** Begin **

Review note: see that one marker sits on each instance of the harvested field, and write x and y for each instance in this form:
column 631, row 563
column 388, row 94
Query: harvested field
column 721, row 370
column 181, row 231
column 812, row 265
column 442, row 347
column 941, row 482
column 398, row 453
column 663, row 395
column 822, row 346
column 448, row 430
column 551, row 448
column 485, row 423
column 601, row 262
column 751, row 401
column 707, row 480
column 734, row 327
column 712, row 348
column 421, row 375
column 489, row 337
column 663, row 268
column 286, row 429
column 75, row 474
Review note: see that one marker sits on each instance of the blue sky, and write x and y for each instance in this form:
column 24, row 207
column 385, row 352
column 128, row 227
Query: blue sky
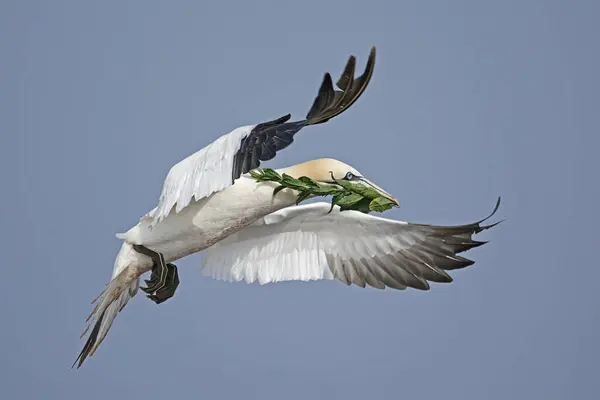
column 469, row 100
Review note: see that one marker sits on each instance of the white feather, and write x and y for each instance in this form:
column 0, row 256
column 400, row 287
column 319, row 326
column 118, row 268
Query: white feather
column 309, row 243
column 295, row 243
column 203, row 173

** End **

Required task =>
Reproduce the full material exactly, excluding the pictures.

The answer =>
Review note: see that one marker sits on each instance of the harvested field, and write x and y for each instance in this form:
column 631, row 563
column 388, row 94
Query: harvested field
column 721, row 370
column 181, row 231
column 812, row 265
column 442, row 347
column 941, row 482
column 398, row 453
column 663, row 395
column 822, row 346
column 448, row 430
column 551, row 448
column 485, row 423
column 601, row 262
column 751, row 401
column 707, row 480
column 734, row 327
column 712, row 348
column 421, row 375
column 489, row 337
column 663, row 268
column 286, row 429
column 75, row 474
Review note: see that one marker sits on each instance of the blue sky, and write x and y for each instance in this form:
column 24, row 207
column 385, row 352
column 128, row 227
Query: blue sky
column 469, row 100
Review note: see that one marker sits on each instance of the white feather, and write x and y for each instance in this form:
column 0, row 256
column 400, row 287
column 319, row 326
column 118, row 268
Query: white feather
column 309, row 243
column 295, row 243
column 203, row 173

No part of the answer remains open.